=== Article ===
"""

Malgré de faibles moyens, l’équipe arrive toujours à trouver le moyen de gagner. Même si les Athletics ne retrouveront plus le goût de la victoire en World Series, ils vont continuer à faire leur place en octobre, notamment au début des années 2000 en lançant une révolution, la révolution Moneyball. Initié avec le general manager Sandy Alderson et peaufiné par son sucesseur Billy Beane, les A’s entame une nouvelle ère dans le construction d’une équipe en se basant sur des statistiques appelées Sabermetrics, popularisées par un certain Bill James. Les A’s n’ont pas de pétrole mais ils ont des idées. Cette révolution, qui va imprégner tout le baseball puis l’ensemble du monde sportif, est mise en lumière par le livre du journaliste Michael Lewis, Moneyball, l’art de gagner un jeu injuste (2003), puis le film Le Stratège (2011) de Bennett Millier avec Brad Pitt, Jonah Hill, Chris Pratt, Robin Wright et Philip Seymour Offman, considéré aujourd’hui comme l’un des meilleurs films sur le sport.

"""

=== Consignes ===
a - Répondez à ces questions sur l'article consacré aux Athletics :
(i) Sur quelles statistiques les A's s'appuient-ils pour construire leur équipe ?
(ii) Qui a popularisé ces statistiques ?
(iii) En quelle année paraît le livre de Michael Lewis ?
b - Selon l'article sur les Athletics, que veut dire la phrase « Les A’s n’ont pas de pétrole mais ils ont des idées » ? Répondez en une à trois phrases.
c - Prolongez l'article sur les Athletics et la révolution Moneyball à la suite de sa dernière phrase.

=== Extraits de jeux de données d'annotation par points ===

"""

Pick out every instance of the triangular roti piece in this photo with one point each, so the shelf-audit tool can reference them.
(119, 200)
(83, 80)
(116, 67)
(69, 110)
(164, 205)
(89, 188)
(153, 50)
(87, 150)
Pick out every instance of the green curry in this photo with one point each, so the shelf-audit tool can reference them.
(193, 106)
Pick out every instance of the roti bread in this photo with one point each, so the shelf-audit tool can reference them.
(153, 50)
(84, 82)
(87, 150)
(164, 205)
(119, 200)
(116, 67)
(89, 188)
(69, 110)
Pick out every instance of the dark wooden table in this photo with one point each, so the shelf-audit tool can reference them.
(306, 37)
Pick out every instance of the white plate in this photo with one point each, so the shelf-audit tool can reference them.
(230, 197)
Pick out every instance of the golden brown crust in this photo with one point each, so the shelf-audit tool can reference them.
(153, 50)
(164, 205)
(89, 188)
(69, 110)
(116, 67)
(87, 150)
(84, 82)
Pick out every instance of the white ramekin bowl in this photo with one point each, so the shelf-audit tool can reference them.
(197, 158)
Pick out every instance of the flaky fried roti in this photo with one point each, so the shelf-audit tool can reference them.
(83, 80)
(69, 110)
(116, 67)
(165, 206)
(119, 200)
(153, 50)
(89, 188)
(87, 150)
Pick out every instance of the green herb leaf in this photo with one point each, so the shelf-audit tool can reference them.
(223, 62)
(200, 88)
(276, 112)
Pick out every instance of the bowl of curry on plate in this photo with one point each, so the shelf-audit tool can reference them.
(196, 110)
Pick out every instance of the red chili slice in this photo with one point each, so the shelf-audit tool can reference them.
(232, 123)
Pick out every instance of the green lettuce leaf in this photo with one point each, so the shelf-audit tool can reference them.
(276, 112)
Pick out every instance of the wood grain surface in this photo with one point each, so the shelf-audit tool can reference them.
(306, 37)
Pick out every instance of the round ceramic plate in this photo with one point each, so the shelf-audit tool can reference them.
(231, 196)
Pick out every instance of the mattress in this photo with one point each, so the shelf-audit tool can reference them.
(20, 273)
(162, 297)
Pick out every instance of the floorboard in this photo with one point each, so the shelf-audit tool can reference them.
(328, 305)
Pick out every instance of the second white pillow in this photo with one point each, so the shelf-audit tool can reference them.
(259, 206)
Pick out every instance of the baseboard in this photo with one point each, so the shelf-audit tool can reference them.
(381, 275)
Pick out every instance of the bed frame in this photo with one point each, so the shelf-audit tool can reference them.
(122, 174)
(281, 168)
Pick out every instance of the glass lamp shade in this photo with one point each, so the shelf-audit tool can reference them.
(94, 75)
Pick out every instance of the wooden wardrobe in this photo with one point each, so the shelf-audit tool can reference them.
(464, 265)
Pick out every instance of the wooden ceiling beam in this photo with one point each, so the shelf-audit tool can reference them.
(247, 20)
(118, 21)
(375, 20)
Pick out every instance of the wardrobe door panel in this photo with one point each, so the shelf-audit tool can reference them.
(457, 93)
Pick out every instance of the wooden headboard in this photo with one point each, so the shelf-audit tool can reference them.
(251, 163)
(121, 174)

"""

=== Réponses ===
a -
(i) Sur les Sabermetrics.
(ii) Bill James.
(iii) En 2003.

b - L'équipe dispose de faibles moyens, mais elle trouve toujours le moyen de gagner. Son atout, ce sont ses idées : une nouvelle façon de construire l'équipe en se fondant sur les statistiques appelées Sabermetrics.

c -
Malheureusement, malgré quelques présences en séries, notamment la dernière en 2020, les A’s semblaient sur un déclin que nul ne souhaitait enrayer dans les hautes sphères du club. En tout cas, pas à Oakland et son stade décrépi. La ville, qui a déjà vu le départ, en NBA, des Warriors chez le voisin, puis des Raiders de la NFL dans l’eldorado du jeu, Vegas, voit sa dernière grande équipe de sport la quitter. Elle aussi s’en va rejoindre le paradis des casinos, au milieu du désert, une ville qui semble à mille lieues de l’identité historique de la franchise.

Quand je suis arrivé dans l’univers du baseball, mon choix d’être fan des New York Yankees était déjà acté. New York me faisait rêver, mes seules connaissances dans ce sport s’appelaient Babe Ruth, Joe DiMaggio et Derek Jeter. C’était naturel pour moi. Mais, très vite, les A’s de Billy Beane m’ont plu. Mon cœur de rebelle, mes idées de révolutionnaire, mon attachement pour les outsiders du sport se retrouvaient pleinement dans les Athletics. Et ces couleurs ! Peut-être la plus belle association au sein de la MLB. Si je n’étais pas fan des Yankees, je serai assurément un fan des A’s. Des A’s d’Oakland. Pas des A’s de Vegas, ou quelque soit le nom qu’ils prendront. Je ressentirais probablement une peine et un déchirement assez proches de ce que les fans, qui virent partir les New York Giants et les Brooklyn Dodgers sur la côté Ouest à la fin des années 1950, ressentirent alors.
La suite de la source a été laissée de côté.